Directions for this task ::
Your task is to print every entry below exactly as given.

Data ::
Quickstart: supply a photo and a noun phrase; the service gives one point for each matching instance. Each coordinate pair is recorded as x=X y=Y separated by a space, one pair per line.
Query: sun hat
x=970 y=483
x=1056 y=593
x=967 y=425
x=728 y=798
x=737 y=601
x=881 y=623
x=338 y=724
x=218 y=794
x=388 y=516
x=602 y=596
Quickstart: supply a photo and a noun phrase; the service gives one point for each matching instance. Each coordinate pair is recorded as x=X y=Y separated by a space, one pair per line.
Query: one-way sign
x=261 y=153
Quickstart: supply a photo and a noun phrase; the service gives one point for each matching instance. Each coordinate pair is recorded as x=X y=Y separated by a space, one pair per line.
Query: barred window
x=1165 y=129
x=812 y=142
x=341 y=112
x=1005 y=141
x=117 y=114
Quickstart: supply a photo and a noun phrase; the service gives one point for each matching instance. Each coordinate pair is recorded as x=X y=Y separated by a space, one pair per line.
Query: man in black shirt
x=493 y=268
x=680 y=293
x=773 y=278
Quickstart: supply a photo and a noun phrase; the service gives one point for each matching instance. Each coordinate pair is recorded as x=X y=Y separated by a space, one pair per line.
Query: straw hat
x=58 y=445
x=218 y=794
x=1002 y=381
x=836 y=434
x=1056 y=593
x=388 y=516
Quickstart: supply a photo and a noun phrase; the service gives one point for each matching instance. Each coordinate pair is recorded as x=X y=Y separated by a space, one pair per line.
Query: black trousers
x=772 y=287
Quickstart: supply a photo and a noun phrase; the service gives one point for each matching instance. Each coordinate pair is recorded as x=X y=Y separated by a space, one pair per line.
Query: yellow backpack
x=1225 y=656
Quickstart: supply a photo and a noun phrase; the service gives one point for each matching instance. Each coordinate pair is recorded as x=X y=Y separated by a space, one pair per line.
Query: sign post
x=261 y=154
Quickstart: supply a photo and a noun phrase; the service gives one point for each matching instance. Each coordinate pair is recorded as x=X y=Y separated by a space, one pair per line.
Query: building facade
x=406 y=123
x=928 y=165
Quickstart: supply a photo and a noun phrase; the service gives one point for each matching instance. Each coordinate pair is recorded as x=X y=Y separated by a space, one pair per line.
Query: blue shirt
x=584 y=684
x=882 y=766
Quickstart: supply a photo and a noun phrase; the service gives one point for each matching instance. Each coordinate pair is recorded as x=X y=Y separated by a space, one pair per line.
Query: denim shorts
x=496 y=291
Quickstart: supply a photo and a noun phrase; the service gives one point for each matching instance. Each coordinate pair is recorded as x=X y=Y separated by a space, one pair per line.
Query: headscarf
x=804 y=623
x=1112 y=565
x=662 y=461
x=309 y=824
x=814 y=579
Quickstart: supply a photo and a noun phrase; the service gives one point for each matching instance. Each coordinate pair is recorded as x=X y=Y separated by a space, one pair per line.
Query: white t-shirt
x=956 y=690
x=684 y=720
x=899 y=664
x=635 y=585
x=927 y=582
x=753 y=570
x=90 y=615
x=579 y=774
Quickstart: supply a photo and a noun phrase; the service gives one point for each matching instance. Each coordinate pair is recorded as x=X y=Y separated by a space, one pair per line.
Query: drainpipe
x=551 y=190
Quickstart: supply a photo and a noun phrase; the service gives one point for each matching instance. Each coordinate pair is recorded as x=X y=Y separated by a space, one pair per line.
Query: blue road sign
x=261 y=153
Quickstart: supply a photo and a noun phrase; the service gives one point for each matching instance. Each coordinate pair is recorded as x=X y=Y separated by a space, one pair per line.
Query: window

Response to the task ::
Quickstart: supply a photo and a noun phrase; the service gives one point for each matching instance. Each coordinate pair is recorded as x=X y=Y separated by a space, one pair per line.
Query: sun hat
x=970 y=483
x=1056 y=593
x=967 y=425
x=728 y=798
x=737 y=601
x=881 y=623
x=338 y=724
x=218 y=794
x=388 y=516
x=602 y=596
Quickstart: supply a photo and a noun phrase; the service gives one point for each matching instance. Each coordinate pair is recorded as x=X y=Y separated by a space, one pair per line.
Query: one-way sign
x=261 y=153
Quickstart: supply a photo and a noun phrase; the service gives one point for each matching instance. Each coordinate pair is recorded as x=X y=Y separated by a space, one pair per line.
Query: barred window
x=1165 y=129
x=812 y=142
x=341 y=112
x=1005 y=141
x=117 y=114
Quickstart: supply a photo and a noun phrase; the service gives one point for each matching instance. Each coordinate pair is recorded as x=X y=Y separated by a space, one pair per line.
Query: man in black shirt
x=493 y=268
x=680 y=293
x=773 y=278
Quickstart: supply a photo and a noun phrase; the service gives one point for each matching instance. Each coordinate pair is recorded as x=X y=Y separated by a space, one pair per line.
Query: straw hat
x=58 y=445
x=218 y=794
x=1002 y=381
x=836 y=434
x=1056 y=593
x=388 y=516
Quickstart: supply a photo and a noun phrase; the service gives one point for each matching instance. Each coordinate pair is recorded as x=X y=Y separated by a space, one pair per line.
Query: black trousers
x=772 y=287
Quickstart: supply a photo and a noun phrase; the service gives one point for each matching instance. Each coordinate pair is recorded as x=X y=Y separated by a space, one pair per line.
Query: yellow backpack
x=1225 y=656
Quickstart: supply a photo and a noun phrase; the service gives one point for each matching instance. Each coordinate pair is recorded as x=X y=Y separated by a space, one pair per line.
Query: sign post
x=261 y=154
Quickstart: supply a photo and a noun phrase; the service gives one point for each matching instance. Each coordinate pair is recorded as x=X y=Y separated by a space, one pair per line.
Query: building facade
x=406 y=123
x=928 y=165
Quickstart: supply a photo and a noun phrase; the service gives one point for each matching instance. Each coordinate pair is recorded as x=X y=Y separated by a space, one pair per line.
Query: blue shirt
x=584 y=684
x=882 y=766
Quickstart: supply a photo and a noun phrase; the service gives one point for each matching instance. Each coordinate pair is recorded as x=X y=Y separated by a space, one pair per line.
Query: denim shorts
x=496 y=291
Quickstart: supply a photo and a noun phrase; the service gives one point for each matching instance. Each coordinate pair is recorded as x=X y=Y separated by a space, one pair per line.
Query: headscarf
x=804 y=623
x=1112 y=565
x=662 y=461
x=309 y=824
x=814 y=579
Quickstart: supply a photo and a noun phrase; the service gives one point for each matching instance. Each coordinate pair is recorded as x=X y=Y separated by a space, one pair per line.
Query: white t-shirt
x=956 y=690
x=684 y=720
x=899 y=664
x=635 y=585
x=927 y=582
x=753 y=570
x=90 y=615
x=579 y=774
Quickstart: supply a photo and a noun phrase; the service gives one point for each matching instance. Each coordinate pair is recorded as x=X y=Y separated by a space, one pair per line.
Query: drainpipe
x=551 y=190
Quickstart: supply a photo and a noun phrase; the service gives one point for each matching instance. Each coordinate pair is recorded as x=X y=Y separated by a space, one pair per line.
Query: blue road sign
x=261 y=153
Quickstart: supply a photo and a noun phrase; the service gives one point for each matching instance. Each coordinate pair is recorded as x=X y=Y separated by a space, one pair per line.
Query: window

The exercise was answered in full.